Write down each of the records again, exactly and in full.

- Opening Delimiter -

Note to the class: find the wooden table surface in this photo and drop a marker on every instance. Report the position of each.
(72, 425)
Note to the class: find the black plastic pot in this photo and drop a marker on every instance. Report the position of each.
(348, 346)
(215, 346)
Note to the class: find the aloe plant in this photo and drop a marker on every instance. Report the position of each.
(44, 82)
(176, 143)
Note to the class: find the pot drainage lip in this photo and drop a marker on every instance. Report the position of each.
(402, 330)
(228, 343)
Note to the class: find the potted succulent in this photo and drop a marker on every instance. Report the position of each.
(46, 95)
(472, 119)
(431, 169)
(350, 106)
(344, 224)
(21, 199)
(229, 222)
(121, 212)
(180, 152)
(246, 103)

- Closing Delimiter -

ANSWER
Note to the class: find the wooden table surface in this photo and drop a marker on every instance. Report the position of each.
(72, 425)
Note to the class: find the black plastic pot in this photo and drop a marker on every instance. Report the position of each.
(348, 346)
(215, 346)
Note to the class: find the aloe plant in this photo and drop a marker on every instance. Report the position of each.
(44, 82)
(176, 143)
Note to the class: find the pot drainage lip in this photo and drop a marker on every instance. Report the position of each.
(402, 330)
(228, 343)
Note to the class: find the potted succulent in this photo and drop a marker on every instance. Report the position of each.
(46, 95)
(472, 119)
(431, 169)
(350, 106)
(344, 224)
(21, 199)
(229, 222)
(121, 212)
(180, 152)
(246, 103)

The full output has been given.